▶ [STATED PROBLEM]:
Extract each line below that contains the string "building". Matching is case-sensitive.

▶ [TASK MATERIAL]:
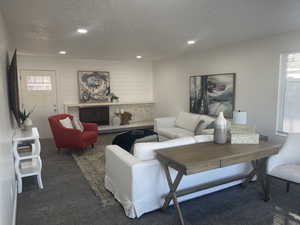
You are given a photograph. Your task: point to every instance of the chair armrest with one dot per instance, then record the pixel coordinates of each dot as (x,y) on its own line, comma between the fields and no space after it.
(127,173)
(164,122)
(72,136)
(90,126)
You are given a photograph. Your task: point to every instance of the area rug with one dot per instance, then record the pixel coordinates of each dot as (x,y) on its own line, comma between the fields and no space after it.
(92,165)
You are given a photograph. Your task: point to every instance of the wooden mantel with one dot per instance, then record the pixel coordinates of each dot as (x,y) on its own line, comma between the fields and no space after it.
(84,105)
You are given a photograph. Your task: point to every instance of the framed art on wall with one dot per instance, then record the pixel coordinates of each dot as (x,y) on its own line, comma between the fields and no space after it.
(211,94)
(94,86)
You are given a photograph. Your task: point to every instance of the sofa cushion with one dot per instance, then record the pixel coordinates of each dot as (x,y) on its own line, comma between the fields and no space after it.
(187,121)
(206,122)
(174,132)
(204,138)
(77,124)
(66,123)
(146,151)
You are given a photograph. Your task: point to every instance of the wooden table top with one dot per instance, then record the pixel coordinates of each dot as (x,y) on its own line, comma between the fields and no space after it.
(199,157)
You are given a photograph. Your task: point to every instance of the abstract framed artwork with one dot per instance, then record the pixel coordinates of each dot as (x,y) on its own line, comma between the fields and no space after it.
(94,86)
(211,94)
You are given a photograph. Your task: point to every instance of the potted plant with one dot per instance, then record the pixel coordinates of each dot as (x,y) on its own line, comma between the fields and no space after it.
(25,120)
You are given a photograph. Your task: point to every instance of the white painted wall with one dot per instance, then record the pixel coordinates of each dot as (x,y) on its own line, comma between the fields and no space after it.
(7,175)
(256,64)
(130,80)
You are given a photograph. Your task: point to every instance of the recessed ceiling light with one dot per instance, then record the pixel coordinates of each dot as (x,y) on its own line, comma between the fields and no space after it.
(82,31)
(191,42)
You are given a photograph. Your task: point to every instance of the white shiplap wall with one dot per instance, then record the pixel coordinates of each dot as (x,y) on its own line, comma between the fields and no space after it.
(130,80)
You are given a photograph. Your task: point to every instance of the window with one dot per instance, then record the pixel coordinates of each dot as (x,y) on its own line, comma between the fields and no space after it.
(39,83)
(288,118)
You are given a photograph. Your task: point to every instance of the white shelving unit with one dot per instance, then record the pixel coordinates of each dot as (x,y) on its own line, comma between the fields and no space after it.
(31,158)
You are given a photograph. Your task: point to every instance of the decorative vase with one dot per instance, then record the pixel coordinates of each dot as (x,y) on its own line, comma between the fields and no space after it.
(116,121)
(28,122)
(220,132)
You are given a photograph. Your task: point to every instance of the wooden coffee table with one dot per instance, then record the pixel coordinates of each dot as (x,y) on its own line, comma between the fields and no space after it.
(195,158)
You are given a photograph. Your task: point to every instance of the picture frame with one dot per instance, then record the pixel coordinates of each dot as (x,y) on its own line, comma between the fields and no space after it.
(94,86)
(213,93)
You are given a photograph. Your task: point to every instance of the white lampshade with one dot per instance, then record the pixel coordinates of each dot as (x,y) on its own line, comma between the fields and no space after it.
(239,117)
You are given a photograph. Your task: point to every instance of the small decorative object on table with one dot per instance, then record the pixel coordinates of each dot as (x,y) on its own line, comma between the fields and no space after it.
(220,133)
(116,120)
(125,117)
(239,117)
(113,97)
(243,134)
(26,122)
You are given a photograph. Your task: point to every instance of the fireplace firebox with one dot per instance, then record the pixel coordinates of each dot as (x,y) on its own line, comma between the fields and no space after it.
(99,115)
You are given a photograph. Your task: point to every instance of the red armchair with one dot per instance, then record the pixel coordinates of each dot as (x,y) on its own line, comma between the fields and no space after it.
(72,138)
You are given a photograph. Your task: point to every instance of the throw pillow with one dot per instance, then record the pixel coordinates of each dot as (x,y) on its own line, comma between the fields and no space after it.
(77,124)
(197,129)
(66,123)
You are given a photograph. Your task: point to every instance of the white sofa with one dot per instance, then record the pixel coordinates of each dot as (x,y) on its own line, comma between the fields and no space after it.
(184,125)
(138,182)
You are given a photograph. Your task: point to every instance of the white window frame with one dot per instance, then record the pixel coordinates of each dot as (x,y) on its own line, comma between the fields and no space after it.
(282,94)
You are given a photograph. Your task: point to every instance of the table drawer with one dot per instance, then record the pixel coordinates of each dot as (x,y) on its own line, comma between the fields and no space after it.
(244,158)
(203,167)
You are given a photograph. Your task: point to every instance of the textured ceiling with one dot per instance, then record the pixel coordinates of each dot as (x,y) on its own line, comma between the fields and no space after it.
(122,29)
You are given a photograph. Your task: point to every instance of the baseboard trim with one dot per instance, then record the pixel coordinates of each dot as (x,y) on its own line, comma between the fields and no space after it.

---

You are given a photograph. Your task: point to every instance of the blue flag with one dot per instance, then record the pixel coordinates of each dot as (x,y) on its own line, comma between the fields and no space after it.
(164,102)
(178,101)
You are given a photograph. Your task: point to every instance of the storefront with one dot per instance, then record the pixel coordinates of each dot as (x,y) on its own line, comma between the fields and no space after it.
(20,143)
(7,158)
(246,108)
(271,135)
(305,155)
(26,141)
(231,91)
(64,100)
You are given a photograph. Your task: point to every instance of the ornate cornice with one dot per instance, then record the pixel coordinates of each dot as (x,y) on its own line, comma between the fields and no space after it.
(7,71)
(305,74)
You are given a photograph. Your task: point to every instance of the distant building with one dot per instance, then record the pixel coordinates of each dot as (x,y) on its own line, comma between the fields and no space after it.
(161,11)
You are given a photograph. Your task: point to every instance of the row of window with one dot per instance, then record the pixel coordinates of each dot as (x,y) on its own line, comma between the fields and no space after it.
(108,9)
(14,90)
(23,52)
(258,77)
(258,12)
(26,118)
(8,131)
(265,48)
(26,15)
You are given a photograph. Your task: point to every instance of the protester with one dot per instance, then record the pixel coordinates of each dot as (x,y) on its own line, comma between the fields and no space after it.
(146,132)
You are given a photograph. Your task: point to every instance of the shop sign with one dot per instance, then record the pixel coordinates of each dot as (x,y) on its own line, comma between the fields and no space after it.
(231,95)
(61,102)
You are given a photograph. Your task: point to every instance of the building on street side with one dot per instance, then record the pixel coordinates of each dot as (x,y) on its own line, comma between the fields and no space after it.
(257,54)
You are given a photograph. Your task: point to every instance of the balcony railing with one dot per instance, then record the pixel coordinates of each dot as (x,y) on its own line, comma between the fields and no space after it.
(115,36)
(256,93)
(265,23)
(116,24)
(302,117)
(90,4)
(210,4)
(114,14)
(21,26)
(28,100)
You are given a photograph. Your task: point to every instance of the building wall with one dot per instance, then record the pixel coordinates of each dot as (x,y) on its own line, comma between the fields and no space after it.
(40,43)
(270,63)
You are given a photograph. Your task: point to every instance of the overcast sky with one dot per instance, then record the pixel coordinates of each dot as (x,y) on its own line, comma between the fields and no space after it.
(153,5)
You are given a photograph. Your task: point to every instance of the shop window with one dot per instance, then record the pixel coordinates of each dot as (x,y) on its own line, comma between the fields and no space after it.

▶ [FINISHED EXERCISE]:
You are given a photograph. Your task: point to every instance of the distant building with one dot per instance, then record the pixel coordinates of each dot as (x,y) on its own line, comma between the fields and no space after it.
You are given a photograph. Your task: point to every instance of the building on street side with one dot per instance, then record the pixel coordinates of each dot as (x,y) on its own line, comma between the fields and no space after it.
You are given a photograph. Your task: point to every instance of the building wall with one dot per instance, then record the pixel coordinates of each dot as (x,y) on its own line, comma between the fields and no space after it.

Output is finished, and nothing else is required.